● **Try it**: For every line in the data below, check for the word "road", then state how many lines have it. Answer with the number only.

Data items:
============================================================

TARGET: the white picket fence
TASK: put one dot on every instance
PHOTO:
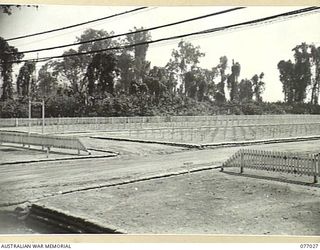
(47, 141)
(159, 121)
(286, 162)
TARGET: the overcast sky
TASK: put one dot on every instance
(258, 49)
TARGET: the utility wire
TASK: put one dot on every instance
(133, 32)
(76, 25)
(252, 22)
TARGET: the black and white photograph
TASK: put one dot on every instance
(159, 120)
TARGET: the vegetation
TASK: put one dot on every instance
(123, 83)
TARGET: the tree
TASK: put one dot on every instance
(258, 86)
(71, 70)
(315, 64)
(156, 82)
(296, 77)
(101, 73)
(47, 81)
(245, 90)
(233, 81)
(184, 60)
(302, 71)
(8, 54)
(222, 66)
(126, 68)
(287, 78)
(140, 65)
(25, 80)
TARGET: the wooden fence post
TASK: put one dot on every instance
(241, 161)
(316, 168)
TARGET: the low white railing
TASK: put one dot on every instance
(47, 141)
(292, 163)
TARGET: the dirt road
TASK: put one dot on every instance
(207, 202)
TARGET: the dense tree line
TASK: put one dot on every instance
(122, 81)
(302, 76)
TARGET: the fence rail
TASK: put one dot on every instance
(174, 120)
(292, 163)
(48, 141)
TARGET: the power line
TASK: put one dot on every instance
(213, 30)
(134, 32)
(76, 25)
(79, 29)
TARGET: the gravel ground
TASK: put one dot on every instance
(204, 202)
(207, 202)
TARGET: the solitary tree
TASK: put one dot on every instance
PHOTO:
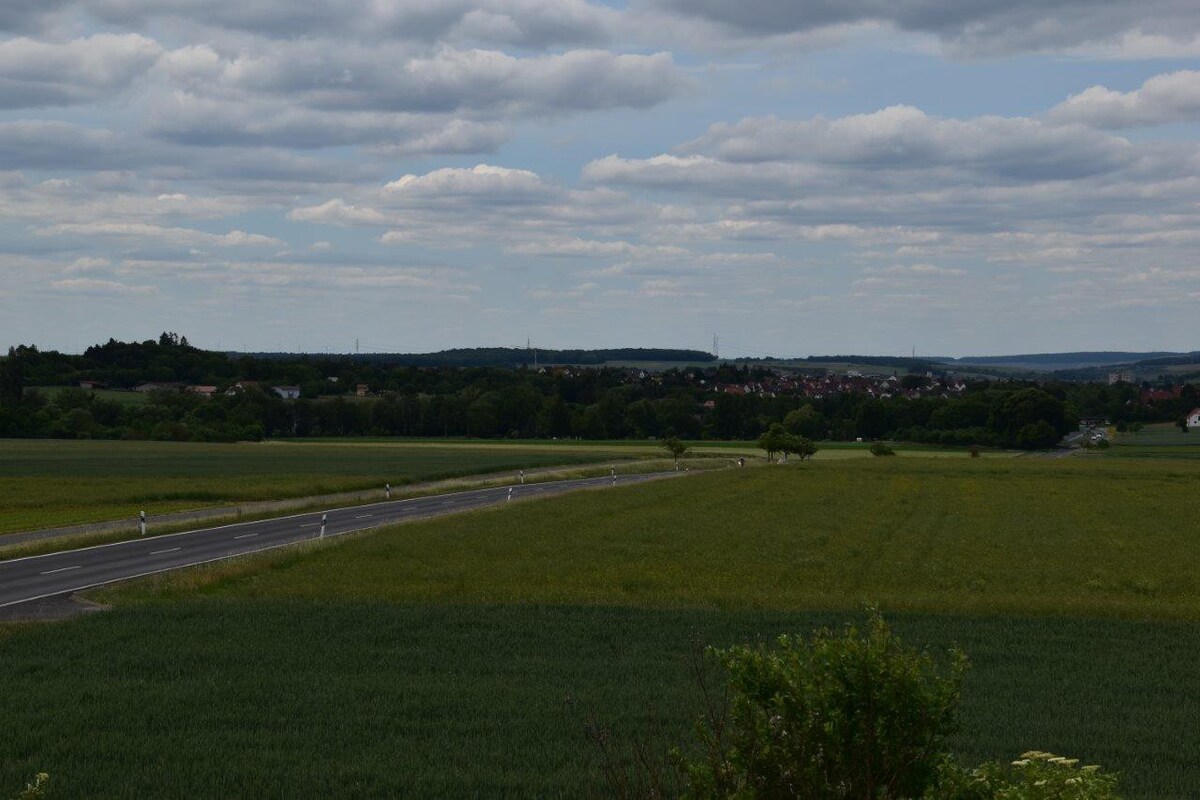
(773, 440)
(675, 447)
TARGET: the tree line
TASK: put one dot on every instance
(492, 402)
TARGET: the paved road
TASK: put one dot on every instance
(58, 573)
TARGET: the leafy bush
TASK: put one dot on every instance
(36, 788)
(1036, 776)
(838, 717)
(856, 715)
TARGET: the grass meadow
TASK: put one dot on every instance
(1157, 441)
(1078, 537)
(285, 698)
(460, 656)
(45, 483)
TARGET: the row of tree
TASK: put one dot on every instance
(589, 403)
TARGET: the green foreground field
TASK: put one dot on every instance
(1164, 441)
(294, 699)
(435, 659)
(927, 535)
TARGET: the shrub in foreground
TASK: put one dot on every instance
(839, 717)
(856, 715)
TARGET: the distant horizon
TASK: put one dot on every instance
(795, 178)
(647, 347)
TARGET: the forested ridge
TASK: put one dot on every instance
(694, 402)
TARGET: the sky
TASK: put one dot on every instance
(793, 176)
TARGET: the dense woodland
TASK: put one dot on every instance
(521, 402)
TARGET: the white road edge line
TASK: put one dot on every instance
(63, 569)
(211, 560)
(293, 516)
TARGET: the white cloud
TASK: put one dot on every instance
(143, 232)
(483, 182)
(964, 29)
(532, 24)
(100, 287)
(1173, 97)
(337, 212)
(41, 73)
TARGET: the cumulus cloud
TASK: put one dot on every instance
(100, 287)
(337, 212)
(1173, 97)
(532, 24)
(970, 29)
(39, 73)
(481, 182)
(317, 94)
(903, 137)
(143, 232)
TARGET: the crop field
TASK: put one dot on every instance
(461, 656)
(45, 483)
(1157, 441)
(275, 698)
(928, 535)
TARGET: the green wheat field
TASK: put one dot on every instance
(462, 656)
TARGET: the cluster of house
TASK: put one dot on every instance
(851, 383)
(784, 384)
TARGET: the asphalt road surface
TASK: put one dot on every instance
(37, 577)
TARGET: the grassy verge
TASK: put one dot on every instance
(40, 547)
(239, 698)
(46, 483)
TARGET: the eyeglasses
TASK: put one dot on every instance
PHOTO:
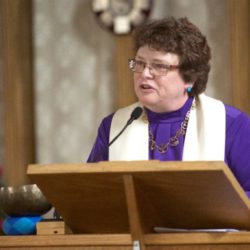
(157, 69)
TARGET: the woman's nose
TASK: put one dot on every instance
(147, 71)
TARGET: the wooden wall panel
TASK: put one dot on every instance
(18, 89)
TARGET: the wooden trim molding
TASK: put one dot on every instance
(240, 49)
(18, 89)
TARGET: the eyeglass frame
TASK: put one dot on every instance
(132, 62)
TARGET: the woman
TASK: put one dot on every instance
(179, 122)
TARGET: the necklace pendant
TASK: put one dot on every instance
(174, 141)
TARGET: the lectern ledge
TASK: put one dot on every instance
(131, 198)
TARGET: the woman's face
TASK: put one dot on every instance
(159, 93)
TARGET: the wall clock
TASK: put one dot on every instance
(121, 16)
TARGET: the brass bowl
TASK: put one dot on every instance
(26, 200)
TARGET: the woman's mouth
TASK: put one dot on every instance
(145, 86)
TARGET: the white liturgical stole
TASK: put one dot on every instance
(204, 139)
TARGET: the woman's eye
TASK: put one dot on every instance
(161, 66)
(140, 63)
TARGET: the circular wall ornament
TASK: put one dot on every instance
(121, 16)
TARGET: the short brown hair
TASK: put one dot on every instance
(183, 38)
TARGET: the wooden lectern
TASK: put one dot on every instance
(118, 205)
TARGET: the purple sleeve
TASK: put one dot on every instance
(100, 150)
(237, 152)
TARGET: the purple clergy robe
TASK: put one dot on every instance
(165, 125)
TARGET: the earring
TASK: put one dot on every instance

============================================================

● **Written response**: 4